## START PASSAGE TO READ
Following the deposition of Hincmar, Martin actively helped restore order in the cathedral chapter.

A copy of a letter from Martin to a fellow humanist, Servatus Lupus of Ferrières, has survived. Martin is thought to have corresponded with Irish and continental scholars at the court of Charles the Bald.

==Greek literature==
"Martin is especially remarkable for his considerable knowledge of Greek, being particularly noted as the scribe of the most extensive Greek-Latin thesaurus then in existence in western Europe (Laon MS 444), which he may possibly have copied from an Irish exemplar. He has also been credited with a work known as 'Scholica graecarum glossarum,' a series of notes on Greek words. Additionally, he copied some Greek verse by John Scottus Eriugena, with whom he appears to have been acquainted." (Breen, 2009, p. 405)

==Scribal innovations==
Martin was an innovative calligrapher. He contributed to what is called the 'grammar of legibility' by use of word separation and punctuation, almost unheard of in his lifetime. "In his role as teacher and supervisor of a school of scribes he cultivated the use of Carolingian minuscule, a very neat and legible type" in place of his native insular script (Breen, 2009, p. 405)

At least twenty-one manuscripts survive containing specimens of his autograph, which are now housed in Laon, Paris, and Berlin.

==Manuscripts==
Martin was an avid collector of manuscripts, which he bequeathed to Laon.

==Summation==
Breen (2009, p. 405) describes Martin's legacy as not as an original thinker and translator of works in Greek, but as a humanist and educator of great distinction.

==Notes and references==
- Moran, Dermot. The Philosophy of John Scottus Eriugena. Cambridge University Press, 1989.
- Breen, Aidan. Martinus (Martin) Hiberniensis, in Dictionary of Irish Biography, Cambridge, 2009, pp. 404–05.
## END PASSAGE TO READ
## START EXTRACTED DATA
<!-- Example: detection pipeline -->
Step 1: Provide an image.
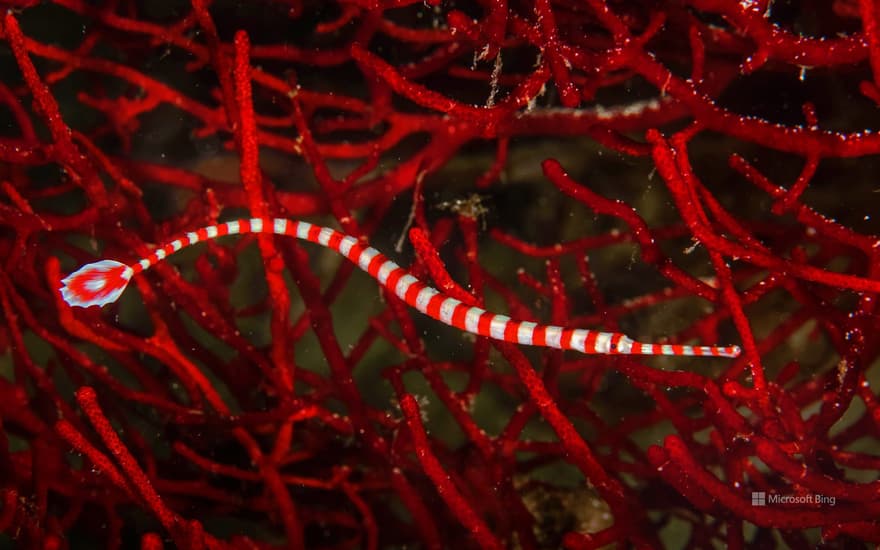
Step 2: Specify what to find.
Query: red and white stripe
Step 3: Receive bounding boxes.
[61,218,740,357]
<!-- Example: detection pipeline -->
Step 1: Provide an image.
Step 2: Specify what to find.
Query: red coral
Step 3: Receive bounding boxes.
[0,0,880,549]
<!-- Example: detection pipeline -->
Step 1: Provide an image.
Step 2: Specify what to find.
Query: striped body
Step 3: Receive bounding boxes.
[61,218,740,357]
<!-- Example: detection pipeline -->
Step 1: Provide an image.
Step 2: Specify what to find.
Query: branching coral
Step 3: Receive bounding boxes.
[0,0,880,548]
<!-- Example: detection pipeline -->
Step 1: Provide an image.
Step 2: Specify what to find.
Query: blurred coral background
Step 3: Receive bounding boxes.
[0,0,880,549]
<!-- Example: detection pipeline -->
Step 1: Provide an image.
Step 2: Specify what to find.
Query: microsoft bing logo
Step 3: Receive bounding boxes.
[752,491,767,506]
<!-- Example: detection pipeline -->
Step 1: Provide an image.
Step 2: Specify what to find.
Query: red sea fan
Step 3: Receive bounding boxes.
[0,0,880,549]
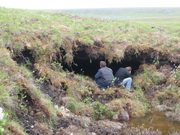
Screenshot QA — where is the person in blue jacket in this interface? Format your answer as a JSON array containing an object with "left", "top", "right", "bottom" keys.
[
  {"left": 115, "top": 66, "right": 132, "bottom": 91},
  {"left": 95, "top": 61, "right": 114, "bottom": 89}
]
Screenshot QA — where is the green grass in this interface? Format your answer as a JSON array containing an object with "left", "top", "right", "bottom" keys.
[{"left": 0, "top": 8, "right": 180, "bottom": 50}]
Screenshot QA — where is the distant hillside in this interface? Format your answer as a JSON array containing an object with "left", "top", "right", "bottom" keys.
[{"left": 54, "top": 8, "right": 180, "bottom": 19}]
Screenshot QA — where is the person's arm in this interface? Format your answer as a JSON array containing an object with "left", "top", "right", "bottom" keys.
[
  {"left": 95, "top": 71, "right": 101, "bottom": 79},
  {"left": 126, "top": 71, "right": 131, "bottom": 77}
]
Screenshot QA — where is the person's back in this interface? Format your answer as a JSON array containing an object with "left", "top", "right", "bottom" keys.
[
  {"left": 115, "top": 67, "right": 132, "bottom": 90},
  {"left": 99, "top": 67, "right": 114, "bottom": 84},
  {"left": 95, "top": 61, "right": 114, "bottom": 88},
  {"left": 115, "top": 68, "right": 131, "bottom": 83}
]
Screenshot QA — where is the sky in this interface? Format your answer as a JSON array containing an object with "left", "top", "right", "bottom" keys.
[{"left": 0, "top": 0, "right": 180, "bottom": 9}]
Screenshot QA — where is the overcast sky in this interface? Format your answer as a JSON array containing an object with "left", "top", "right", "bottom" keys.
[{"left": 0, "top": 0, "right": 180, "bottom": 9}]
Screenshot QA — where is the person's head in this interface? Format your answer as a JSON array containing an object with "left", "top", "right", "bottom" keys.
[
  {"left": 100, "top": 61, "right": 106, "bottom": 68},
  {"left": 126, "top": 66, "right": 132, "bottom": 72}
]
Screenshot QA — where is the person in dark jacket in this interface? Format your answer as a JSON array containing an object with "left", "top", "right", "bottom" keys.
[
  {"left": 115, "top": 67, "right": 132, "bottom": 91},
  {"left": 95, "top": 61, "right": 114, "bottom": 88}
]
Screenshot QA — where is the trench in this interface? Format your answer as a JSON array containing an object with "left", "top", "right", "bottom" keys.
[{"left": 13, "top": 47, "right": 179, "bottom": 133}]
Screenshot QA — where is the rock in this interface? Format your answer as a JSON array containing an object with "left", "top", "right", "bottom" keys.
[{"left": 118, "top": 109, "right": 129, "bottom": 121}]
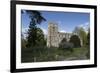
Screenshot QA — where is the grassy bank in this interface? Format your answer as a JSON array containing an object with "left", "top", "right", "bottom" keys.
[{"left": 21, "top": 47, "right": 89, "bottom": 63}]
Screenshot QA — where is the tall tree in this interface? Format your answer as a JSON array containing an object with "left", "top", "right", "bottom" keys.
[
  {"left": 73, "top": 27, "right": 87, "bottom": 46},
  {"left": 22, "top": 10, "right": 46, "bottom": 47}
]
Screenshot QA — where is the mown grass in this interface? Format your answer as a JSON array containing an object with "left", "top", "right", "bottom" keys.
[{"left": 21, "top": 47, "right": 89, "bottom": 63}]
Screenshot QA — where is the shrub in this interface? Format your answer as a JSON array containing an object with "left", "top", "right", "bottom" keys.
[{"left": 59, "top": 42, "right": 73, "bottom": 52}]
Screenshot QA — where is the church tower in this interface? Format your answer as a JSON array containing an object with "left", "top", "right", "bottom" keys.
[{"left": 47, "top": 22, "right": 58, "bottom": 47}]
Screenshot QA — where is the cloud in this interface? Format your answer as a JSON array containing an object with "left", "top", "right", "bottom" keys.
[
  {"left": 22, "top": 27, "right": 28, "bottom": 33},
  {"left": 78, "top": 22, "right": 90, "bottom": 32},
  {"left": 78, "top": 22, "right": 89, "bottom": 30}
]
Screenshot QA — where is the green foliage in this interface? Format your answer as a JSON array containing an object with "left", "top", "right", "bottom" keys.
[
  {"left": 69, "top": 35, "right": 81, "bottom": 47},
  {"left": 73, "top": 27, "right": 87, "bottom": 46},
  {"left": 59, "top": 38, "right": 73, "bottom": 51},
  {"left": 22, "top": 10, "right": 45, "bottom": 47}
]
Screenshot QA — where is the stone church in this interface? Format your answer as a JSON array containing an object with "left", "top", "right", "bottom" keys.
[{"left": 47, "top": 22, "right": 82, "bottom": 47}]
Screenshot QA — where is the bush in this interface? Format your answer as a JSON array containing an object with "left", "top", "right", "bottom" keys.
[
  {"left": 59, "top": 42, "right": 73, "bottom": 51},
  {"left": 69, "top": 35, "right": 81, "bottom": 47}
]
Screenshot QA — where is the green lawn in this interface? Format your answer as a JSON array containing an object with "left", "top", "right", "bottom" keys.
[{"left": 21, "top": 47, "right": 89, "bottom": 62}]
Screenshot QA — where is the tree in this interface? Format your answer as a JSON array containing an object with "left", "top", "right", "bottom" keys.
[
  {"left": 69, "top": 35, "right": 81, "bottom": 47},
  {"left": 73, "top": 27, "right": 87, "bottom": 46},
  {"left": 22, "top": 10, "right": 46, "bottom": 47}
]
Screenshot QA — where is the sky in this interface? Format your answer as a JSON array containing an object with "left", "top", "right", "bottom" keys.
[{"left": 21, "top": 11, "right": 90, "bottom": 34}]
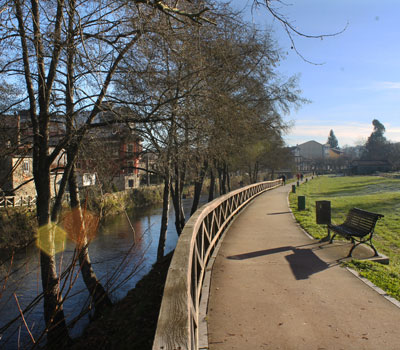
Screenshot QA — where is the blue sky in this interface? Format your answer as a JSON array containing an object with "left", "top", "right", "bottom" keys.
[{"left": 225, "top": 0, "right": 400, "bottom": 146}]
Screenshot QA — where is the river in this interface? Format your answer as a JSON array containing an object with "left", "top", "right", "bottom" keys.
[{"left": 0, "top": 199, "right": 200, "bottom": 350}]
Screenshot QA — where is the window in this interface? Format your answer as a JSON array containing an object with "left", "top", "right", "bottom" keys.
[
  {"left": 22, "top": 160, "right": 29, "bottom": 173},
  {"left": 127, "top": 160, "right": 134, "bottom": 174}
]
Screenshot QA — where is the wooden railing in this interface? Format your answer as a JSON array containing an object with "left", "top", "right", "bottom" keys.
[
  {"left": 0, "top": 196, "right": 36, "bottom": 208},
  {"left": 153, "top": 180, "right": 282, "bottom": 350}
]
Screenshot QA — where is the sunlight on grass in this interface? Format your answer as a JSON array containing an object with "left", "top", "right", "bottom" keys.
[{"left": 289, "top": 176, "right": 400, "bottom": 300}]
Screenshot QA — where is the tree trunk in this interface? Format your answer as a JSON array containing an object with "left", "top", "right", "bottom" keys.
[
  {"left": 208, "top": 169, "right": 215, "bottom": 202},
  {"left": 157, "top": 171, "right": 171, "bottom": 261},
  {"left": 225, "top": 165, "right": 231, "bottom": 192},
  {"left": 68, "top": 162, "right": 112, "bottom": 312},
  {"left": 34, "top": 169, "right": 70, "bottom": 344},
  {"left": 170, "top": 165, "right": 185, "bottom": 236},
  {"left": 190, "top": 161, "right": 207, "bottom": 215}
]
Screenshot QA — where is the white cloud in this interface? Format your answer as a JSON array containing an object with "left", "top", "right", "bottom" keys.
[
  {"left": 286, "top": 121, "right": 374, "bottom": 146},
  {"left": 372, "top": 81, "right": 400, "bottom": 90}
]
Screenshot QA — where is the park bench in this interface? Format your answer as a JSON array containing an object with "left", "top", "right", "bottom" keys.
[{"left": 328, "top": 208, "right": 383, "bottom": 257}]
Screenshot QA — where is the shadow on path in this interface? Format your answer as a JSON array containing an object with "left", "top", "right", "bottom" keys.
[{"left": 227, "top": 243, "right": 339, "bottom": 280}]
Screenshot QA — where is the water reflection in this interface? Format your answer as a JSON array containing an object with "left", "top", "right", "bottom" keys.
[{"left": 0, "top": 200, "right": 200, "bottom": 349}]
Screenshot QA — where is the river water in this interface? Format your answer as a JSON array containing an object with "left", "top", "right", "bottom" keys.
[{"left": 0, "top": 200, "right": 200, "bottom": 350}]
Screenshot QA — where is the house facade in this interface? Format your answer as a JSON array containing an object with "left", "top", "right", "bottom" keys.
[{"left": 292, "top": 140, "right": 348, "bottom": 172}]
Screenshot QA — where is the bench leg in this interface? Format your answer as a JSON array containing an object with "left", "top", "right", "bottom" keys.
[
  {"left": 347, "top": 238, "right": 379, "bottom": 258},
  {"left": 319, "top": 227, "right": 332, "bottom": 243},
  {"left": 347, "top": 238, "right": 361, "bottom": 258}
]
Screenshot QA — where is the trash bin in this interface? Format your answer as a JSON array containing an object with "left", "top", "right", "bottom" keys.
## END EXTRACTED DATA
TASK STATEMENT
Print everything in the passage about Martin from "At least twenty-one" down to "University Press, 1989.", copied word for word.

FULL RESPONSE
At least twenty-one manuscripts survive containing specimens of his autograph, which are now housed in Laon, Paris, and Berlin.

==Manuscripts==
Martin was an avid collector of manuscripts, which he bequeathed to Laon.

==Summation==
Breen (2009, p. 405) describes Martin's legacy as not as an original thinker and translator of works in Greek, but as a humanist and educator of great distinction.

==Notes and references==
- Moran, Dermot. The Philosophy of John Scottus Eriugena. Cambridge University Press, 1989.